Price is Right has never been the same without Bob Barker. The hit game show that attracts everyone from old women, to Midwestern frat boys, lost a lot of its charm when Drew Carey took the reins and immediately started dialing in his performance like he was doing community service. It's hard to imagine how the show could become less entertaining, unless of course you happen to play the Price is Right video game. It's like standing in line for four hours to get into the audience, then being told it's full and you only get to watch from the lobby.

Ubisoft released three versions of The Price is Right. The PC versions is the best, and cheapest of the three at $20. The Wii version is just a port of the PC title, with double the price tag. And the DS falls in the middle of the price range, but is by far the worst of the bunch. The only "right" price among these seems to the be the PC version.

• [DATASET EXTRACT]
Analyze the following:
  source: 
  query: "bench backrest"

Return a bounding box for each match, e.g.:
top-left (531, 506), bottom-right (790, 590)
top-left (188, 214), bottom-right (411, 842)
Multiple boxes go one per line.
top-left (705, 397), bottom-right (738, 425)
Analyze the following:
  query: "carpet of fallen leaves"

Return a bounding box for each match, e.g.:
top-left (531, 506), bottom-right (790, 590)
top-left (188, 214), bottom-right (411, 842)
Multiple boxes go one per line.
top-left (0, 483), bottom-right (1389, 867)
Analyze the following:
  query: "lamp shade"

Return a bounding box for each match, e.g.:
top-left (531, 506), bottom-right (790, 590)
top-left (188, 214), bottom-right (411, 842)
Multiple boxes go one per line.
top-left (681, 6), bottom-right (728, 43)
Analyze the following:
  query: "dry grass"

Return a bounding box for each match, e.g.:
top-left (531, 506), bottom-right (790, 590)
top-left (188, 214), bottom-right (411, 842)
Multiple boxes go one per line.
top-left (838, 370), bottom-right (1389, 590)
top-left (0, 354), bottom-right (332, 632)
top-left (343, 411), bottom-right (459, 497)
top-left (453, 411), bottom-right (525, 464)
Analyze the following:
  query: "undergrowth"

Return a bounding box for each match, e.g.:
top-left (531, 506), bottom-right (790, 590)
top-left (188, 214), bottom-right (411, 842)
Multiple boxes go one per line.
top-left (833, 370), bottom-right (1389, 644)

==

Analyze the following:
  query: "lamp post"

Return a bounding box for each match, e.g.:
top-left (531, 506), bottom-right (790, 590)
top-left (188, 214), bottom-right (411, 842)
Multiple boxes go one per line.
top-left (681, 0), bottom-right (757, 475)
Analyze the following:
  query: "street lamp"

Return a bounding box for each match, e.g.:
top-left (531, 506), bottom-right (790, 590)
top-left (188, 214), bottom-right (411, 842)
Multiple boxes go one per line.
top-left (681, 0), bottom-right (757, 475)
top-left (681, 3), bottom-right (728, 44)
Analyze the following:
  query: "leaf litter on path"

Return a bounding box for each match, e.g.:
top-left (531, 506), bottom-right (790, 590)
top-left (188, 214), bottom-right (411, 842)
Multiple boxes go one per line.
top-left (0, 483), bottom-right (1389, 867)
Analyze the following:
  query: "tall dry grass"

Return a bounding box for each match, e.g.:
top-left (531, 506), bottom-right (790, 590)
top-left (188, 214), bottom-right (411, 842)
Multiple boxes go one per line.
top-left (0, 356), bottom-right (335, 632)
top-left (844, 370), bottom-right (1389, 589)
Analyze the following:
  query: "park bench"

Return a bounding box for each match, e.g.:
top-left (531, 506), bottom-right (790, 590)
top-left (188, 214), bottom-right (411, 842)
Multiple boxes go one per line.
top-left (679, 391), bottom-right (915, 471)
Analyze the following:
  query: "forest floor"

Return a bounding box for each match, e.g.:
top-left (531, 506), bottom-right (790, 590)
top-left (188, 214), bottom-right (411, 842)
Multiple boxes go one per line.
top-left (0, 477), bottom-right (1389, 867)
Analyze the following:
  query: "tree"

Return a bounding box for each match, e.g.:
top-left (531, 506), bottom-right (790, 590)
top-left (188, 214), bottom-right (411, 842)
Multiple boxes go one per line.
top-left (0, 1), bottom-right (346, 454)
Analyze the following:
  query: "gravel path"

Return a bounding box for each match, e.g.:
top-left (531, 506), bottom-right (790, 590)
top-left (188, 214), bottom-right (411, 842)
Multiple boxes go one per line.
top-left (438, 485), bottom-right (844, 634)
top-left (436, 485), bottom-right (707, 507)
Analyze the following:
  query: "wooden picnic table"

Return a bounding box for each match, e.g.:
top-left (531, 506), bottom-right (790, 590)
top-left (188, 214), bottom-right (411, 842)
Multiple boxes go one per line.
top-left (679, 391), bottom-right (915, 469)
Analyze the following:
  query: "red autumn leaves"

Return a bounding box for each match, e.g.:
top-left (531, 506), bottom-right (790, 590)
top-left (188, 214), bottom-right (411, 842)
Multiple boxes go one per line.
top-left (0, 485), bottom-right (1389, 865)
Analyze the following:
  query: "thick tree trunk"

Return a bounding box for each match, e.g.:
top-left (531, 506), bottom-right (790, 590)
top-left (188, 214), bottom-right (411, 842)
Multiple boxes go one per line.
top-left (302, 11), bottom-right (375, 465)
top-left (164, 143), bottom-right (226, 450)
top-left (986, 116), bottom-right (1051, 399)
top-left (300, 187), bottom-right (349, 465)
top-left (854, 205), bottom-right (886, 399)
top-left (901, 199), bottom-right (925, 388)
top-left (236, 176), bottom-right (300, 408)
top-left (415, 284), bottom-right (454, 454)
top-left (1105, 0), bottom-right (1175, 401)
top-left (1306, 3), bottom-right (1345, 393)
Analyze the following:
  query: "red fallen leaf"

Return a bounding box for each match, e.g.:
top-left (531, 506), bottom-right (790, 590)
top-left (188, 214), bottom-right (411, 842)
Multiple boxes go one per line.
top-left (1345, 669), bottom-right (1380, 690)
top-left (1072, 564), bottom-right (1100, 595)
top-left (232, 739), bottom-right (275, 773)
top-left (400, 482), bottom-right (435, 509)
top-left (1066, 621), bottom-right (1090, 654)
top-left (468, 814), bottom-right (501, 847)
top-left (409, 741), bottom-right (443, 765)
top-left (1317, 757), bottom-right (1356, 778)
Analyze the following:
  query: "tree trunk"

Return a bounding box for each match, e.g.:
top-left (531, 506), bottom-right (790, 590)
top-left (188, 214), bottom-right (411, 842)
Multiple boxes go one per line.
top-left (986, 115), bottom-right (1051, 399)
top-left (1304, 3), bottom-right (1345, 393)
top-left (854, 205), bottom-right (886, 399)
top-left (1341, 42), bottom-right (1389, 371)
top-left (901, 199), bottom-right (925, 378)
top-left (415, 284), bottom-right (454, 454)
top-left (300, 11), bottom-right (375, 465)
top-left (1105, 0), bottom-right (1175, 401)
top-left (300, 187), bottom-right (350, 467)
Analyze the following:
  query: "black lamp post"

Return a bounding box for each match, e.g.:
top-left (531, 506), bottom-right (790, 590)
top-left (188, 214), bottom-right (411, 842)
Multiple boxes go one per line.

• [WHAT TO DO]
#1 In the Price is Right game review, what is the price of the PC version?
#2 Write out the Price is Right game review word for word, from "Price is Right has" to "the PC version.".

• [SOLUTIONS BELOW]
#1 $20

#2
Price is Right has never been the same without Bob Barker. The hit game show that attracts everyone from old women, to Midwestern frat boys, lost a lot of its charm when Drew Carey took the reins and immediately started dialing in his performance like he was doing community service. It's hard to imagine how the show could become less entertaining, unless of course you happen to play the Price is Right video game. It's like standing in line for four hours to get into the audience, then being told it's full and you only get to watch from the lobby.

Ubisoft released three versions of The Price is Right. The PC versions is the best, and cheapest of the three at $20. The Wii version is just a port of the PC title, with double the price tag. And the DS falls in the middle of the price range, but is by far the worst of the bunch. The only "right" price among these seems to the be the PC version.